Directions |
1. In the profile of Marcia Pendelton, what company did she found?
2. Extend the profile of Marcia Pendelton with a few more sentences, starting after its final sentence.

Extract to read |
Fifteen years ago, National Black Theatre’s impresario, Tunde Samuels, encouraged Marcia Pendelton to enter the field of publicity & public relations. The following day, the statuesque diva founded Walk Tall Girl Productions and has been guiding New York City’s audiences to fabled cultural and artistic feasts ever since, “(making) the arts accessible to the widest possible audience.” Marcia promotes exhibitions, graphic artists, fashion designers, theatre, and musical performances—opening minds to novel ways of seeing endless possibilities and opportunities through art.

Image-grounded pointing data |
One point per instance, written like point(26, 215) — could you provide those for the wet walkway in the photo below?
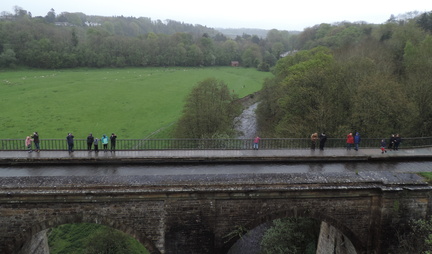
point(211, 156)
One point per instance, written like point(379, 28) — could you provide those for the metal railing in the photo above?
point(206, 144)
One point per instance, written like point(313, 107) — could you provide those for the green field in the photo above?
point(133, 102)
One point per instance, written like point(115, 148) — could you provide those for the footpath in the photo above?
point(211, 156)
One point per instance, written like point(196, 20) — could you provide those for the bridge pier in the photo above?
point(201, 214)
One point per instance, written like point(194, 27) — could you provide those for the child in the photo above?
point(383, 146)
point(96, 144)
point(28, 143)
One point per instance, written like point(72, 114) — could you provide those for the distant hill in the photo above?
point(234, 32)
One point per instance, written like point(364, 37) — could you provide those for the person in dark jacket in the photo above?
point(350, 141)
point(90, 140)
point(357, 140)
point(391, 142)
point(35, 138)
point(398, 140)
point(69, 140)
point(113, 138)
point(314, 138)
point(323, 139)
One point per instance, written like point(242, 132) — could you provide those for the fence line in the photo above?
point(206, 144)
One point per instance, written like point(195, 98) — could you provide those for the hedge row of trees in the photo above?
point(372, 78)
point(75, 40)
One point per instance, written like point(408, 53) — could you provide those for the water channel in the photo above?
point(212, 169)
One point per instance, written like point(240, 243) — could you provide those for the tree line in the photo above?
point(69, 40)
point(372, 78)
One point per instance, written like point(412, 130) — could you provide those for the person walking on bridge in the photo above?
point(350, 141)
point(28, 144)
point(104, 141)
point(357, 140)
point(314, 138)
point(398, 140)
point(96, 145)
point(35, 138)
point(69, 140)
point(113, 138)
point(256, 143)
point(90, 140)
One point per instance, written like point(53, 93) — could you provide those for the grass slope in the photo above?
point(72, 238)
point(132, 102)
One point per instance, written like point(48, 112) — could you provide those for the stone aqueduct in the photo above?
point(195, 214)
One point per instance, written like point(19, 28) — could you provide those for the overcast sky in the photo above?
point(279, 14)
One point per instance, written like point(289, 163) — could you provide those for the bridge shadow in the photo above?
point(56, 221)
point(265, 222)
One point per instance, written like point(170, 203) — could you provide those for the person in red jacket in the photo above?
point(350, 141)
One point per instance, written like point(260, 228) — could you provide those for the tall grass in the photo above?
point(132, 102)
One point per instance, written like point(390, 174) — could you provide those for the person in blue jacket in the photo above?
point(104, 141)
point(357, 140)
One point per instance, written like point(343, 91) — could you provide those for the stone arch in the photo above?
point(305, 213)
point(84, 218)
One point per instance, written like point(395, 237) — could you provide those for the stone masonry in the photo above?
point(204, 214)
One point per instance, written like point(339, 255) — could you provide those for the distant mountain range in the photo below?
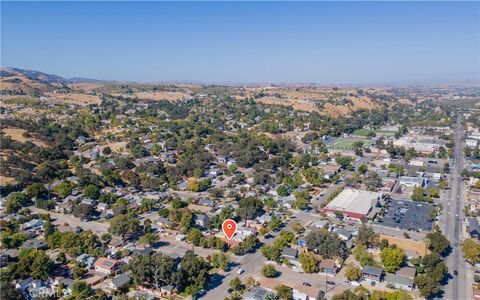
point(45, 77)
point(14, 81)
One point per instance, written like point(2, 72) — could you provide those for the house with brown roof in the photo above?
point(108, 266)
point(328, 266)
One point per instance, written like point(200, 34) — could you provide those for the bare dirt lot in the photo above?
point(73, 98)
point(21, 135)
point(170, 96)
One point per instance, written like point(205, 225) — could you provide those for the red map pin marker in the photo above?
point(229, 227)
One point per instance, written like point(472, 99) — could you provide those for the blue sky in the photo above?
point(232, 42)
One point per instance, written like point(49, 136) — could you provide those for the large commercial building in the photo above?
point(352, 203)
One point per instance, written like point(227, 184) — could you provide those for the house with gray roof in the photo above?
point(473, 228)
point(372, 273)
point(119, 281)
point(400, 282)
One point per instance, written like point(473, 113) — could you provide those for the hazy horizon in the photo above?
point(324, 43)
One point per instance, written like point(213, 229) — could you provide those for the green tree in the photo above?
point(15, 201)
point(343, 161)
point(195, 236)
point(437, 242)
point(363, 256)
point(91, 191)
point(220, 260)
point(80, 290)
point(471, 250)
point(42, 266)
point(249, 207)
point(123, 225)
point(353, 273)
point(326, 243)
point(427, 285)
point(236, 284)
point(366, 236)
point(284, 292)
point(37, 190)
point(392, 258)
point(82, 210)
point(148, 238)
point(8, 291)
point(309, 262)
point(269, 271)
point(282, 191)
point(64, 189)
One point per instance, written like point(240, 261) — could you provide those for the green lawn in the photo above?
point(362, 132)
point(343, 144)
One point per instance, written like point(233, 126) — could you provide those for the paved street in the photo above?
point(458, 286)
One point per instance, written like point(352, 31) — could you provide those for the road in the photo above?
point(458, 286)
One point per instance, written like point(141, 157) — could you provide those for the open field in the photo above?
point(418, 246)
point(73, 98)
point(326, 107)
point(345, 144)
point(170, 96)
point(6, 180)
point(362, 132)
point(21, 135)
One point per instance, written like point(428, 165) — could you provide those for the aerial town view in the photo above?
point(240, 150)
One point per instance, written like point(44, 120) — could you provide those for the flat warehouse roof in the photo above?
point(355, 201)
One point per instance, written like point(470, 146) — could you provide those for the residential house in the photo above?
point(473, 228)
point(108, 266)
point(166, 290)
point(201, 220)
point(87, 260)
point(372, 273)
point(289, 253)
point(328, 266)
point(399, 282)
point(33, 224)
point(34, 244)
point(343, 234)
point(258, 293)
point(119, 282)
point(63, 207)
point(412, 181)
point(102, 207)
point(67, 284)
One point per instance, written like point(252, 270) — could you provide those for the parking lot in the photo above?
point(408, 215)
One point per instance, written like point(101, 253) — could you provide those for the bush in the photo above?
point(269, 271)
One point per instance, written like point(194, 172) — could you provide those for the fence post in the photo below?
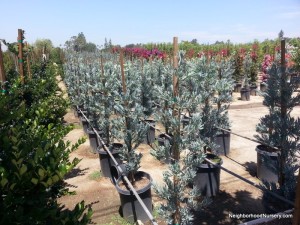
point(20, 56)
point(2, 72)
point(28, 61)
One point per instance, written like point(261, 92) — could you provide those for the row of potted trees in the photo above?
point(118, 97)
point(118, 109)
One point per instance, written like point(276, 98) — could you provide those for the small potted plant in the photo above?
point(278, 131)
point(132, 131)
point(179, 198)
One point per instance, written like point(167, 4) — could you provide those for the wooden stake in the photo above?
point(176, 134)
point(28, 62)
point(283, 109)
point(20, 56)
point(2, 72)
point(175, 65)
point(122, 72)
point(296, 217)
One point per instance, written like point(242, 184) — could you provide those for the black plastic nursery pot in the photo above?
point(185, 120)
point(237, 87)
point(85, 124)
point(150, 137)
point(245, 94)
point(78, 110)
point(130, 207)
point(94, 142)
point(207, 179)
point(162, 140)
point(263, 87)
point(222, 141)
point(253, 89)
point(267, 164)
point(105, 161)
point(115, 173)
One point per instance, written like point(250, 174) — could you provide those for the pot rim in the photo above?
point(262, 152)
point(139, 191)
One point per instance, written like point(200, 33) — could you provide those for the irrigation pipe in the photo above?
point(238, 176)
point(250, 182)
point(122, 172)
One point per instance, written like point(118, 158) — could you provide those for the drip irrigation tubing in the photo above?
point(240, 177)
point(250, 182)
point(150, 216)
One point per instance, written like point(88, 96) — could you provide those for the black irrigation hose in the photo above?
point(250, 182)
point(122, 172)
point(238, 176)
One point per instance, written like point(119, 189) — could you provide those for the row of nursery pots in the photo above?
point(246, 92)
point(207, 179)
point(130, 209)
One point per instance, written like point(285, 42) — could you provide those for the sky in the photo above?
point(153, 21)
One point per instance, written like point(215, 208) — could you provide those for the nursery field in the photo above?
point(118, 136)
point(235, 196)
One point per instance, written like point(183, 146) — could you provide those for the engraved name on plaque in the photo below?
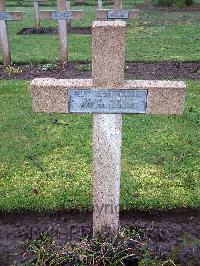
point(5, 16)
point(115, 14)
point(59, 15)
point(111, 101)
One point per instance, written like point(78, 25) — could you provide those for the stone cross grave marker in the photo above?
point(4, 17)
point(99, 4)
point(36, 8)
point(117, 12)
point(62, 15)
point(107, 96)
point(68, 7)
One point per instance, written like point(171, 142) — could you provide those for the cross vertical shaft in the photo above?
point(4, 38)
point(62, 29)
point(108, 72)
point(36, 13)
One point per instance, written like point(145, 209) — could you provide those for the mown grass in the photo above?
point(156, 36)
point(46, 159)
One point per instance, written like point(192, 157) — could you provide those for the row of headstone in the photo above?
point(63, 15)
point(107, 96)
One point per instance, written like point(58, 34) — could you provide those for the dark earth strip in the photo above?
point(52, 30)
point(150, 6)
point(133, 70)
point(162, 231)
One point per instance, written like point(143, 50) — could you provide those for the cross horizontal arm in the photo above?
point(58, 15)
point(164, 97)
point(103, 13)
point(13, 15)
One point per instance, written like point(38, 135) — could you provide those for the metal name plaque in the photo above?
point(5, 16)
point(114, 14)
point(108, 101)
point(61, 15)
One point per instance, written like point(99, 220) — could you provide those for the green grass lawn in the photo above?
point(156, 36)
point(45, 159)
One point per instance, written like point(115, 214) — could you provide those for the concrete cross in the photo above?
point(62, 15)
point(68, 7)
point(36, 8)
point(99, 4)
point(4, 17)
point(117, 12)
point(107, 96)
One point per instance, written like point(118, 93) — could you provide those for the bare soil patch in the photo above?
point(133, 70)
point(53, 30)
point(161, 231)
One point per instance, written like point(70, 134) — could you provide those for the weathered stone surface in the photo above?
point(164, 97)
point(108, 53)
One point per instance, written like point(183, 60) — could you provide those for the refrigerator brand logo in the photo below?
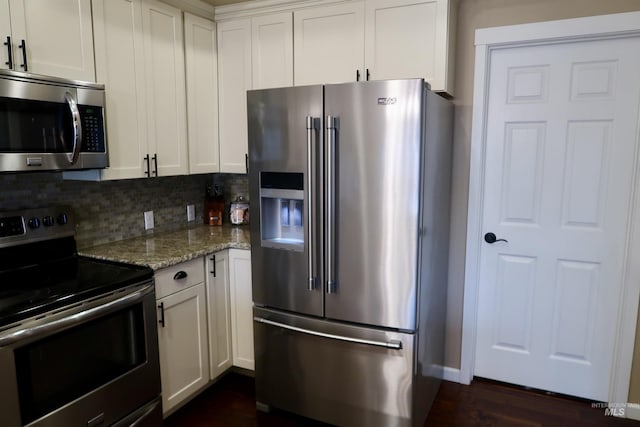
point(386, 101)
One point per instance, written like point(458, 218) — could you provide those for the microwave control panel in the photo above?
point(92, 129)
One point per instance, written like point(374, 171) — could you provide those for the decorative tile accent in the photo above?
point(113, 210)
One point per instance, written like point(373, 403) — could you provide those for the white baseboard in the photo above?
point(451, 374)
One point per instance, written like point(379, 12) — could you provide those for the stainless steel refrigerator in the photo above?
point(350, 193)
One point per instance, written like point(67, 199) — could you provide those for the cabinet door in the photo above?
point(272, 50)
point(202, 94)
point(119, 66)
point(182, 341)
point(407, 39)
point(241, 308)
point(58, 36)
point(329, 44)
point(219, 313)
point(5, 31)
point(234, 78)
point(166, 92)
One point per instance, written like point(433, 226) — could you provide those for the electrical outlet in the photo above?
point(148, 220)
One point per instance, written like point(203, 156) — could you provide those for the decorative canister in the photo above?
point(239, 211)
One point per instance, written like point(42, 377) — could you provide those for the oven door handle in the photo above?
point(77, 318)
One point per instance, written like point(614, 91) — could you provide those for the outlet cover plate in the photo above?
point(148, 220)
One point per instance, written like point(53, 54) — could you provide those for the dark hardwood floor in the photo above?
point(230, 402)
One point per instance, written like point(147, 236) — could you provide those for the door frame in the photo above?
point(621, 25)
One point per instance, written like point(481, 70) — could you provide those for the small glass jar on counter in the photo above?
point(239, 212)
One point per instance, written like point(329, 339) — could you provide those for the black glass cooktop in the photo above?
point(34, 280)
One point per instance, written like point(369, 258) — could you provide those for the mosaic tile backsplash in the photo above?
point(113, 210)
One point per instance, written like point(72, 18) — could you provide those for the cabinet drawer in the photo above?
point(169, 280)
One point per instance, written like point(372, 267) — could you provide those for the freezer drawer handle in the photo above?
point(394, 345)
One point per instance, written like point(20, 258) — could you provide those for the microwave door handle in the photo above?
point(9, 62)
point(77, 128)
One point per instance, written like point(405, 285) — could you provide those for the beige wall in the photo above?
point(474, 14)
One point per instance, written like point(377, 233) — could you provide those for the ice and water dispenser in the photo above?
point(282, 210)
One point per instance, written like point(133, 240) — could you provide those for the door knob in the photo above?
point(491, 238)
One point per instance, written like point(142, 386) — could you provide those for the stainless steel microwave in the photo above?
point(47, 123)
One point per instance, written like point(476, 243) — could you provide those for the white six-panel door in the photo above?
point(561, 135)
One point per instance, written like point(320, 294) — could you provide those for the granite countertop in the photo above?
point(160, 250)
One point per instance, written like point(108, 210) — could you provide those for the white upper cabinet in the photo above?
point(202, 94)
point(140, 59)
point(234, 78)
point(5, 35)
point(253, 53)
point(55, 37)
point(329, 43)
point(119, 65)
point(166, 92)
point(408, 39)
point(272, 50)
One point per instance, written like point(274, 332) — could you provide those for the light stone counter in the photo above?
point(162, 250)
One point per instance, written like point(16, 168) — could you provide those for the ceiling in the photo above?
point(221, 2)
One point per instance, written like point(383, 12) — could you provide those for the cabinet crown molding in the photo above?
point(257, 7)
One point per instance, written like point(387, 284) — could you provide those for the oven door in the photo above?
point(92, 364)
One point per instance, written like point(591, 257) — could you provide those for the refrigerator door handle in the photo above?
point(393, 345)
point(332, 129)
point(311, 184)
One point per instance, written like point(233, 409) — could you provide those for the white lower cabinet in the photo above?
point(205, 322)
point(219, 313)
point(241, 308)
point(182, 332)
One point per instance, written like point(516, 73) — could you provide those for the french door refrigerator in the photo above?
point(350, 192)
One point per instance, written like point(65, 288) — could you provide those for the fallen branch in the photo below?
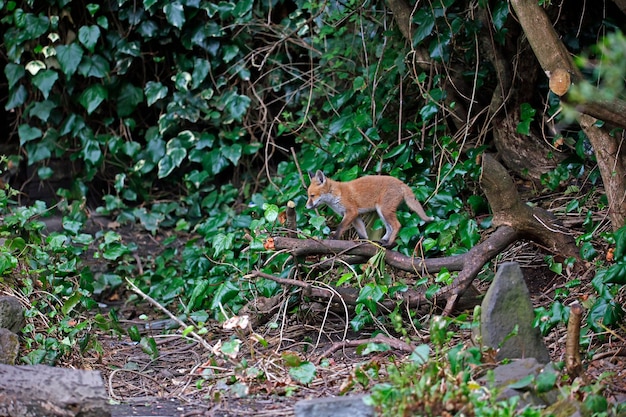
point(396, 344)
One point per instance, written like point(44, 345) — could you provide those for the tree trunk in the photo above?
point(610, 151)
point(46, 391)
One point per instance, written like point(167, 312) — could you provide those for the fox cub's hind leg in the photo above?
point(392, 226)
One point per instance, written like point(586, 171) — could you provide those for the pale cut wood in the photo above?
point(610, 152)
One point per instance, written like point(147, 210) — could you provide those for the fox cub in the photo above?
point(380, 193)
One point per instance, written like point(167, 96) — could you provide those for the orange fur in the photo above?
point(379, 193)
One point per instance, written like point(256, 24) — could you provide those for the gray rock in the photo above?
point(507, 304)
point(9, 347)
point(11, 314)
point(352, 406)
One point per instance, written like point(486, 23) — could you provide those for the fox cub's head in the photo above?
point(318, 189)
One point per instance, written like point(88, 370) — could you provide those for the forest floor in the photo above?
point(188, 379)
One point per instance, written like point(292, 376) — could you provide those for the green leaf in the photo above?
point(70, 303)
point(134, 334)
point(232, 153)
point(242, 8)
point(92, 97)
point(175, 14)
point(94, 66)
point(201, 69)
point(150, 220)
point(42, 110)
point(222, 242)
point(155, 91)
point(425, 24)
point(35, 26)
point(128, 99)
point(545, 381)
point(230, 52)
point(620, 244)
point(230, 348)
point(88, 36)
point(525, 382)
point(270, 212)
point(28, 133)
point(14, 73)
point(237, 105)
point(16, 98)
point(500, 13)
point(91, 151)
point(420, 355)
point(44, 81)
point(149, 346)
point(372, 347)
point(370, 294)
point(604, 311)
point(304, 374)
point(468, 231)
point(616, 274)
point(69, 57)
point(224, 293)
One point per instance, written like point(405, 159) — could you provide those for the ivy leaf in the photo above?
point(155, 91)
point(71, 302)
point(16, 98)
point(233, 152)
point(224, 293)
point(500, 14)
point(35, 26)
point(237, 105)
point(425, 24)
point(175, 14)
point(420, 354)
point(94, 66)
point(14, 73)
point(128, 99)
point(620, 244)
point(468, 231)
point(91, 151)
point(173, 157)
point(44, 81)
point(370, 294)
point(606, 312)
point(230, 52)
point(69, 56)
point(304, 373)
point(88, 36)
point(28, 133)
point(201, 68)
point(242, 8)
point(545, 381)
point(222, 242)
point(42, 110)
point(270, 212)
point(92, 97)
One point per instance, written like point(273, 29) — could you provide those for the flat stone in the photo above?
point(506, 305)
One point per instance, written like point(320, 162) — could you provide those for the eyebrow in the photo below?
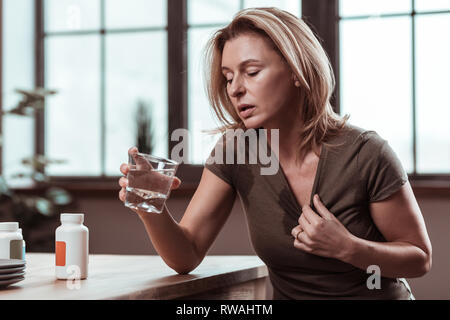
point(242, 64)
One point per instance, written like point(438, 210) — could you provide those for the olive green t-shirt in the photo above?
point(361, 168)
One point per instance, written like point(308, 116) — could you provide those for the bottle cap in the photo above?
point(72, 217)
point(9, 226)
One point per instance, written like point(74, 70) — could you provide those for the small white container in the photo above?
point(72, 247)
point(23, 244)
point(11, 246)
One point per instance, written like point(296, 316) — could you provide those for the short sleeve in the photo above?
point(380, 170)
point(217, 163)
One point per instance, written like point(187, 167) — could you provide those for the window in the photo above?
point(17, 72)
point(393, 76)
point(104, 64)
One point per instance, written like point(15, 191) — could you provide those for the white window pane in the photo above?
point(432, 87)
point(432, 5)
point(207, 11)
point(72, 117)
point(71, 15)
point(17, 72)
point(292, 6)
point(373, 7)
point(201, 115)
point(142, 78)
point(135, 13)
point(375, 79)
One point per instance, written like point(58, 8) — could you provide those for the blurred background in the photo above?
point(83, 80)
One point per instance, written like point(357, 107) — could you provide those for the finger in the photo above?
point(302, 220)
point(310, 215)
point(123, 182)
point(301, 242)
point(305, 225)
point(122, 194)
point(124, 168)
point(321, 209)
point(296, 230)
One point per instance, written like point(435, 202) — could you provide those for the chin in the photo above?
point(252, 123)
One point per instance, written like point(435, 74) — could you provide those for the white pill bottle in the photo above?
point(10, 241)
point(72, 247)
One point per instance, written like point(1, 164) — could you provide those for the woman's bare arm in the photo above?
point(407, 252)
point(184, 245)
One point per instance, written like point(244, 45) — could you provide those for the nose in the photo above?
point(236, 88)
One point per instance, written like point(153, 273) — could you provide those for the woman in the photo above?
point(267, 70)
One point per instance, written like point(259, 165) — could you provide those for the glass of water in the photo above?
point(149, 182)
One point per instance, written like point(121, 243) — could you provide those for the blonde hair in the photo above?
point(296, 43)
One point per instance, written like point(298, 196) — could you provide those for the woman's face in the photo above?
point(260, 84)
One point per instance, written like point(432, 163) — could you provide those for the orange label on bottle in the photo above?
point(60, 253)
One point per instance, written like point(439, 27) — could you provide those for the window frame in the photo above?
point(322, 16)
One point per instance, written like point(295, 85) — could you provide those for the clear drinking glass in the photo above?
point(149, 182)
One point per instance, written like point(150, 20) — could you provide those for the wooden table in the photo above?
point(142, 277)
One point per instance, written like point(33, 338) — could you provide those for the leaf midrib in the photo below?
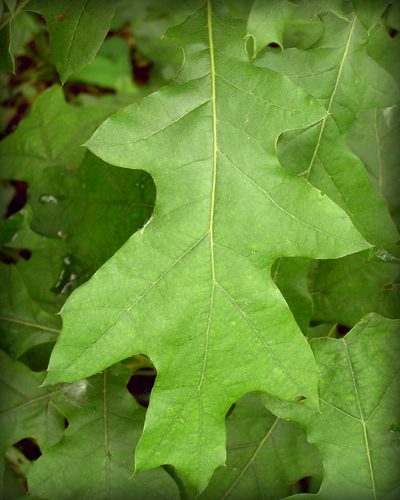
point(361, 418)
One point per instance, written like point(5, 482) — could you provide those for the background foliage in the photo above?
point(68, 214)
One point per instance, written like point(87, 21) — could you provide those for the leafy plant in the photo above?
point(220, 232)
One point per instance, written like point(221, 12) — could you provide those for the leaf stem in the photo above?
point(334, 326)
point(331, 99)
point(378, 147)
point(27, 323)
point(11, 16)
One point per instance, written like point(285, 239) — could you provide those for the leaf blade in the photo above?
point(183, 259)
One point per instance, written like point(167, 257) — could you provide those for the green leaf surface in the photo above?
point(95, 208)
point(334, 6)
point(77, 29)
point(193, 290)
point(344, 290)
point(356, 432)
point(374, 137)
point(94, 459)
point(23, 323)
point(267, 21)
point(6, 58)
point(265, 456)
point(92, 206)
point(48, 137)
point(290, 275)
point(26, 410)
point(369, 11)
point(339, 73)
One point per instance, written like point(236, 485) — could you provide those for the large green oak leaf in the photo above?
point(193, 289)
point(357, 431)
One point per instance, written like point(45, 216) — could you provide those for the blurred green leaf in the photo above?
point(77, 29)
point(374, 137)
point(49, 136)
point(6, 58)
point(93, 207)
point(111, 68)
point(265, 456)
point(26, 410)
point(369, 11)
point(356, 432)
point(346, 289)
point(23, 323)
point(95, 457)
point(267, 21)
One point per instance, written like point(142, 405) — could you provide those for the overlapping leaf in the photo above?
point(374, 137)
point(192, 290)
point(94, 458)
point(266, 455)
point(338, 297)
point(26, 411)
point(338, 71)
point(92, 206)
point(23, 323)
point(357, 432)
point(267, 21)
point(77, 30)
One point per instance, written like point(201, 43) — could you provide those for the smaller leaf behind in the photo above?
point(267, 21)
point(26, 410)
point(374, 137)
point(105, 424)
point(23, 323)
point(265, 456)
point(77, 30)
point(344, 290)
point(357, 431)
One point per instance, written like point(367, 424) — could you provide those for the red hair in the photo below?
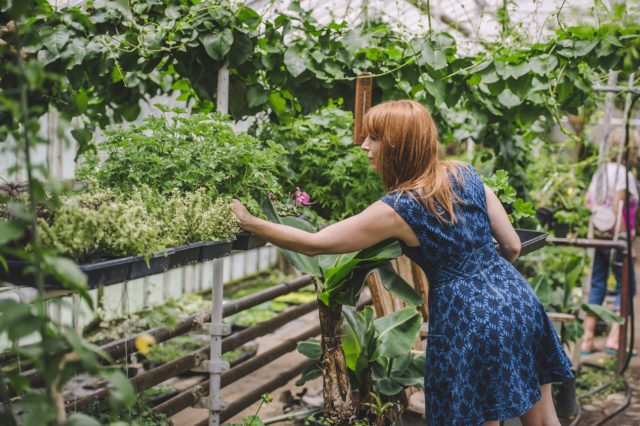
point(407, 158)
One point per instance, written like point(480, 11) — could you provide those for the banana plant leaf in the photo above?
point(358, 338)
point(397, 332)
point(366, 340)
point(342, 276)
point(391, 375)
point(602, 312)
point(299, 261)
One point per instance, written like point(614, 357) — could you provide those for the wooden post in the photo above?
point(364, 85)
point(222, 103)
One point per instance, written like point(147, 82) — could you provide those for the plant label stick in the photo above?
point(364, 84)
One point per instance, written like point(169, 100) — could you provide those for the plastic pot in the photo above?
point(184, 255)
point(215, 249)
point(98, 273)
point(566, 402)
point(531, 240)
point(246, 240)
point(153, 265)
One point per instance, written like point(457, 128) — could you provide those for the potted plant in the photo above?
point(338, 282)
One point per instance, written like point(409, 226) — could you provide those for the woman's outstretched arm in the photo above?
point(501, 227)
point(376, 223)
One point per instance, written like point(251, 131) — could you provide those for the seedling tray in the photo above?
point(184, 255)
point(246, 240)
point(100, 273)
point(140, 268)
point(214, 249)
point(531, 240)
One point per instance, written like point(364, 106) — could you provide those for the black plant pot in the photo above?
point(566, 402)
point(184, 255)
point(153, 265)
point(531, 241)
point(215, 249)
point(246, 240)
point(98, 274)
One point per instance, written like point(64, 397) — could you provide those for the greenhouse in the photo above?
point(319, 212)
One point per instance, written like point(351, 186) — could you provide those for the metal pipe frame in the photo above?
point(178, 366)
point(255, 394)
point(191, 396)
point(119, 348)
point(624, 290)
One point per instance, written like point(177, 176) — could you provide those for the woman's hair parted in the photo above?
point(407, 158)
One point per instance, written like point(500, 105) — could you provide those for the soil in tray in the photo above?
point(100, 273)
point(215, 249)
point(184, 255)
point(246, 241)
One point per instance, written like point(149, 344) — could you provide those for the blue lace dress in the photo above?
point(490, 344)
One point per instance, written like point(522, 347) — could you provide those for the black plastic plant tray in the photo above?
point(531, 240)
point(184, 255)
point(214, 249)
point(246, 240)
point(98, 274)
point(139, 268)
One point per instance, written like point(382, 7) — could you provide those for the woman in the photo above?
point(608, 188)
point(492, 352)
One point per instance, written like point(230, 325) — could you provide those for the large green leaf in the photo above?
point(387, 386)
point(602, 312)
point(347, 291)
point(358, 338)
point(389, 249)
point(68, 273)
point(327, 262)
point(295, 59)
point(299, 261)
point(218, 44)
point(397, 286)
point(397, 332)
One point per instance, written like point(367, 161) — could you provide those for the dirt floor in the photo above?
point(291, 398)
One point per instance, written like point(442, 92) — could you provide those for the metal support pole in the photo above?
point(624, 312)
point(222, 103)
point(215, 365)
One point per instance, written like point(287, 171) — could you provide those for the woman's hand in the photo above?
point(241, 213)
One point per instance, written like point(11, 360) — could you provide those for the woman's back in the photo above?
point(490, 345)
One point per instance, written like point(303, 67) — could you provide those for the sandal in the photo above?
point(612, 351)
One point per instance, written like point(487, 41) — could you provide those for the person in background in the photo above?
point(610, 186)
point(492, 352)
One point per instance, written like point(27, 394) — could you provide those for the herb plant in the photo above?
point(183, 152)
point(321, 159)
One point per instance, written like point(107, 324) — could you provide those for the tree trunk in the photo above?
point(336, 390)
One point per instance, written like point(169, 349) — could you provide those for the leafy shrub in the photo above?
point(76, 229)
point(184, 151)
point(322, 160)
point(194, 217)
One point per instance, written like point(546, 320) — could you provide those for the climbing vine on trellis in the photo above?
point(112, 54)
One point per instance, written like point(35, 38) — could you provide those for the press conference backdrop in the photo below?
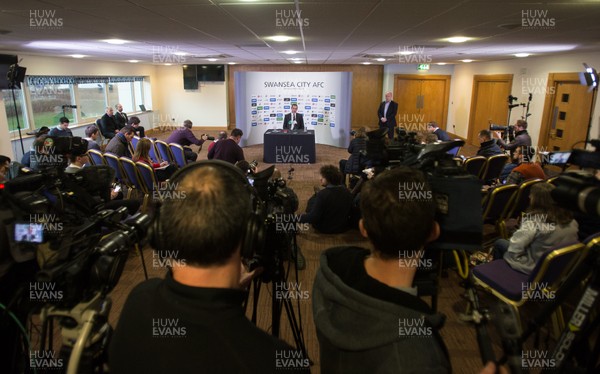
point(324, 99)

Per-task answers |
1. Walk Tall Girl Productions

2.
Marcia’s past promotional successes include—On Broadway: Amazing Grace, A Street Car Named Desire, Godspell, Fences, Fela, The Whipping Man, Baby It’s You—Off Broadway: Wild With Happy, Hurt Village, Milk like Sugar, Through The Night, Ruined, The Brother/Sister Plays, The Sensational Josephine Baker, and By the Way, Meet Vera Stark— Concerts: The African American Spiritual, Sweet Honey and the Rock, Honor! A Celebration of the African American Cultural Odyssey curated by Jessye Norman at Carnegie Hall— And Sarah Jones at the Nuyorican Cafe, Tyler Perry’s The Marriage Counselor and Page to Stage. That’s just a sample of the types of events and personalities Marcia has been connecting the public to theatrical stages.
On September 28, 2015, Marcia hosted a complimentary fete to celebrate the 15th Anniversary of Walk Tall Girl at the Herbert Cave Auditorium in the Harlem Hospital Center in two acts.
Act I was a “Sip, Shop & Bid!” Guests noshed hot and cold hors d’oeuvres, sipped sangria or water, and perused or shopped in the vendor market outside the auditorium where unique clothing, jewelry and accessories from some of Pendelton’s favorite designers were for sale and auction.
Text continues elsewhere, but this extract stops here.